» **Задание**: Перепишите все строки ниже, заменив «photo» на «image». Всё остальное оставьте как есть.

(Строки с разметкой точками)
'''
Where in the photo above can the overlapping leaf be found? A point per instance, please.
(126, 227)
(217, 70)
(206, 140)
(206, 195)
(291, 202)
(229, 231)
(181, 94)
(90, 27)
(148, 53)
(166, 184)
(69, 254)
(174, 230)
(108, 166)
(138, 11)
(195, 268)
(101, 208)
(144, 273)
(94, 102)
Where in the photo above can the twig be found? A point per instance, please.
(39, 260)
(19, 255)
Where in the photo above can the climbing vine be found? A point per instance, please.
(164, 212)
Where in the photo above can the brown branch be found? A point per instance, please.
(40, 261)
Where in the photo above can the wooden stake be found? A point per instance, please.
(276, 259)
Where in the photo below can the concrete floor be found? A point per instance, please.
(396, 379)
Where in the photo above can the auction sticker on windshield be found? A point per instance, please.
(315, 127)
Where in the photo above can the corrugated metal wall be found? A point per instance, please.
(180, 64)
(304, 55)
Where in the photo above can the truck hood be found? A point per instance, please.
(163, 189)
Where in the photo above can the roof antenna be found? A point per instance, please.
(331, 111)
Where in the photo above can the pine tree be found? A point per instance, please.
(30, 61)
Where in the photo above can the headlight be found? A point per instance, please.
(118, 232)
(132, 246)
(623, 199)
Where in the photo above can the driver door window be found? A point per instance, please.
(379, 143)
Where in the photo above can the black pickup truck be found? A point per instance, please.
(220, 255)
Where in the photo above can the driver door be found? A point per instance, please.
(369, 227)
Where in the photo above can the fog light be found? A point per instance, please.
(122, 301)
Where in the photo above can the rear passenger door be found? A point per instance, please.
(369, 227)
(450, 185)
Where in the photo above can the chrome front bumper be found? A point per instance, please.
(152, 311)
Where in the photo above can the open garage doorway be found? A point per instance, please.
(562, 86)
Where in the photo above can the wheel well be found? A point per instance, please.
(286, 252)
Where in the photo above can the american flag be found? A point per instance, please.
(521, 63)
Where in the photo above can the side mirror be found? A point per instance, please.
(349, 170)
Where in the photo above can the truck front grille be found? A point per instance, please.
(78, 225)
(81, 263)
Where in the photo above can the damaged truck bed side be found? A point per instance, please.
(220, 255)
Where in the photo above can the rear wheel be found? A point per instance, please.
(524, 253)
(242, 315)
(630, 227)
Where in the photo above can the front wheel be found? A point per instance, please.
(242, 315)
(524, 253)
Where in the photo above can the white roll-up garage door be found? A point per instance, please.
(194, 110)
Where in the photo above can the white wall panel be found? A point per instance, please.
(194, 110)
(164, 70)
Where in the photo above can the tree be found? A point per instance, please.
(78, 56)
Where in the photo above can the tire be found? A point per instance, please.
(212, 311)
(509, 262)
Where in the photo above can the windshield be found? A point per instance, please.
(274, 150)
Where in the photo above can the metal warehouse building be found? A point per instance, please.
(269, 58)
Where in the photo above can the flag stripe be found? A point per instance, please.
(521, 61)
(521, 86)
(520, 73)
'''
» **Готовый ответ**:
Where in the image above can the overlapping leaf be found? A point per instance, please.
(126, 227)
(217, 70)
(206, 140)
(206, 195)
(291, 202)
(229, 231)
(181, 94)
(90, 27)
(148, 53)
(166, 184)
(69, 254)
(174, 230)
(108, 166)
(138, 11)
(195, 268)
(101, 208)
(144, 273)
(94, 102)
Where in the image above can the twig be found? A point per instance, please.
(39, 260)
(19, 255)
Where in the image above can the climbing vine be found? A point per instance, please.
(164, 212)
Where in the image above can the brown branch be found? A point per instance, please.
(40, 261)
Where in the image above can the wooden stake be found? A point per instance, please.
(276, 259)
Where in the image below can the concrete floor be found? A point per instance, please.
(396, 379)
Where in the image above can the auction sticker on windshield be found? A point per instance, please.
(315, 127)
Where in the image above can the corrugated metal wall be found? A point per instance, please.
(180, 64)
(304, 55)
Where in the image above can the truck hood be found? A point per instance, please.
(163, 189)
Where in the image above can the roof antenna be found? A point per instance, please.
(331, 111)
Where in the image above can the pine tree be found? A point per instance, please.
(30, 61)
Where in the image above can the headlight be found? A point per instance, please.
(118, 232)
(132, 246)
(623, 199)
Where in the image above can the driver door window be found? A point per instance, please.
(379, 143)
Where in the image above can the black pickup truck be found? A point per instance, please.
(220, 255)
Where in the image above can the driver door be found? A point per instance, please.
(369, 227)
Where in the image above can the fog light be found? A point per instance, please.
(122, 301)
Where in the image above can the rear passenger door be found? A point per instance, please.
(369, 227)
(450, 185)
Where in the image above can the chrome front bumper be found? A point per instance, please.
(152, 311)
Where in the image above can the open garage doorway be found? A point per instance, please.
(562, 86)
Where in the image above can the wheel well be found? A point per instance, please.
(286, 252)
Where in the image above can the american flag be found? A point per instance, please.
(521, 63)
Where in the image above can the side mirror be found? A point per instance, please.
(349, 170)
Where in the image above can the truck front grille be found? A point per instance, please.
(78, 225)
(81, 263)
Where in the image above can the damaged truck bed side be found? A point per instance, please.
(220, 255)
Where in the image above can the rear wheel be found? A point per instance, please.
(524, 253)
(242, 315)
(630, 227)
Where in the image above can the front wheel be found? A point per instance, please.
(242, 315)
(524, 253)
Where in the image above can the white roll-up garage door be found? A point per instance, please.
(194, 110)
Where in the image above can the white wall panel be found? A point per instance, please.
(194, 110)
(164, 70)
Where in the image above can the tree be found? A point per instance, please.
(78, 56)
Where in the image above can the tire be found? A point per instance, please.
(212, 311)
(509, 262)
Where in the image above can the windshield be found? A point per instance, please.
(274, 150)
Where in the image above can the metal warehouse building be found? A point per instance, please.
(269, 58)
Where in the image above can the flag stripe be found? A point per instance, please.
(521, 61)
(521, 86)
(520, 73)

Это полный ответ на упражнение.